[WORK ITEM]:
Only an exact repetition of the entries will do.

Spatial localization data
........
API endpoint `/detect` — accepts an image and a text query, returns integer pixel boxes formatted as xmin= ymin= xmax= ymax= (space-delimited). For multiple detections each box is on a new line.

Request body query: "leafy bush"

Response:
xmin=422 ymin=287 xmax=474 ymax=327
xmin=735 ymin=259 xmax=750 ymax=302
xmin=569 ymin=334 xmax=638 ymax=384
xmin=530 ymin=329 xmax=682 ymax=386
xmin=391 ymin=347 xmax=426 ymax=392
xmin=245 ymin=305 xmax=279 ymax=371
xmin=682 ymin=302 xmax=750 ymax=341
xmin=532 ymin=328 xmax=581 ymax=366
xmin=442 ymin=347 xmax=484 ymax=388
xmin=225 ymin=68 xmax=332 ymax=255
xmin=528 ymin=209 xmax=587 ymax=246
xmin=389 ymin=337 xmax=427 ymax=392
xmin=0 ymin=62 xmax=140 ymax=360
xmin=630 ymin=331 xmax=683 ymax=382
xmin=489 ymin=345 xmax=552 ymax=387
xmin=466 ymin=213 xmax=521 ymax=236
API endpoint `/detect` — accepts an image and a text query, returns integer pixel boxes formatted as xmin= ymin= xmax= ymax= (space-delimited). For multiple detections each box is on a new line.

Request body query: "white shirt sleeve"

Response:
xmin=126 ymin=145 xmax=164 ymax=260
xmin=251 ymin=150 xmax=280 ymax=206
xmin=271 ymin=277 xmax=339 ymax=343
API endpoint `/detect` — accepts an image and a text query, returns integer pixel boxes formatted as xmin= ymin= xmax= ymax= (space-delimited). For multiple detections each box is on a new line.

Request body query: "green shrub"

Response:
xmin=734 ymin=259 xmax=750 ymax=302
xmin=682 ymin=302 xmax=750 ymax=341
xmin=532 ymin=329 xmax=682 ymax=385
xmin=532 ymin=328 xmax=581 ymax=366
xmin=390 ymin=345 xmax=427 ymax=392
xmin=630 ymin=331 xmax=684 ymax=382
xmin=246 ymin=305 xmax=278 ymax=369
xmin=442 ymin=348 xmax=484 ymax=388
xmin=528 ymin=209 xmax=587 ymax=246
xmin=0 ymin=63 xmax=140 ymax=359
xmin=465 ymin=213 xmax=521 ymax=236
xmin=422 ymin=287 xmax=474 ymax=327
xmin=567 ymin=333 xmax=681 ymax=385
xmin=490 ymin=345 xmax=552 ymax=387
........
[TASK SOLUTION]:
API endpoint `/detect` — accepts an image and a text query, returns integer pixel boxes formatted as xmin= ymin= xmax= ymax= (space-delimited). For multiple detections each box is on a new line.

Request body query: "leafy bush"

Response:
xmin=422 ymin=287 xmax=474 ymax=327
xmin=735 ymin=259 xmax=750 ymax=302
xmin=569 ymin=334 xmax=638 ymax=384
xmin=530 ymin=329 xmax=682 ymax=386
xmin=391 ymin=347 xmax=426 ymax=392
xmin=245 ymin=305 xmax=279 ymax=371
xmin=682 ymin=302 xmax=750 ymax=341
xmin=532 ymin=328 xmax=581 ymax=366
xmin=442 ymin=347 xmax=484 ymax=388
xmin=225 ymin=68 xmax=332 ymax=255
xmin=528 ymin=209 xmax=587 ymax=246
xmin=389 ymin=337 xmax=427 ymax=392
xmin=0 ymin=62 xmax=140 ymax=360
xmin=630 ymin=331 xmax=683 ymax=382
xmin=489 ymin=345 xmax=552 ymax=387
xmin=466 ymin=213 xmax=521 ymax=236
API endpoint `/detect` — accepts an image and a text query, returns integer pixel boxes formatted as xmin= ymin= xmax= ymax= (space-delimited). For multiple detections each box is on a new line.

Request body query: "white shirt sleeve"

Response:
xmin=126 ymin=145 xmax=164 ymax=260
xmin=251 ymin=150 xmax=280 ymax=206
xmin=271 ymin=277 xmax=339 ymax=343
API endpoint `/detect` — accepts an image and a text query, returns integer pixel boxes formatted as xmin= ymin= xmax= ymax= (space-delimited). For multiple detections each box is on a new line.

Request body query: "green shrub"

Response:
xmin=734 ymin=259 xmax=750 ymax=302
xmin=682 ymin=302 xmax=750 ymax=341
xmin=532 ymin=329 xmax=682 ymax=385
xmin=532 ymin=328 xmax=581 ymax=366
xmin=390 ymin=345 xmax=427 ymax=392
xmin=630 ymin=331 xmax=684 ymax=382
xmin=246 ymin=305 xmax=278 ymax=369
xmin=442 ymin=348 xmax=484 ymax=388
xmin=528 ymin=209 xmax=587 ymax=246
xmin=0 ymin=63 xmax=140 ymax=359
xmin=465 ymin=213 xmax=521 ymax=236
xmin=422 ymin=287 xmax=474 ymax=327
xmin=567 ymin=333 xmax=681 ymax=385
xmin=490 ymin=345 xmax=552 ymax=387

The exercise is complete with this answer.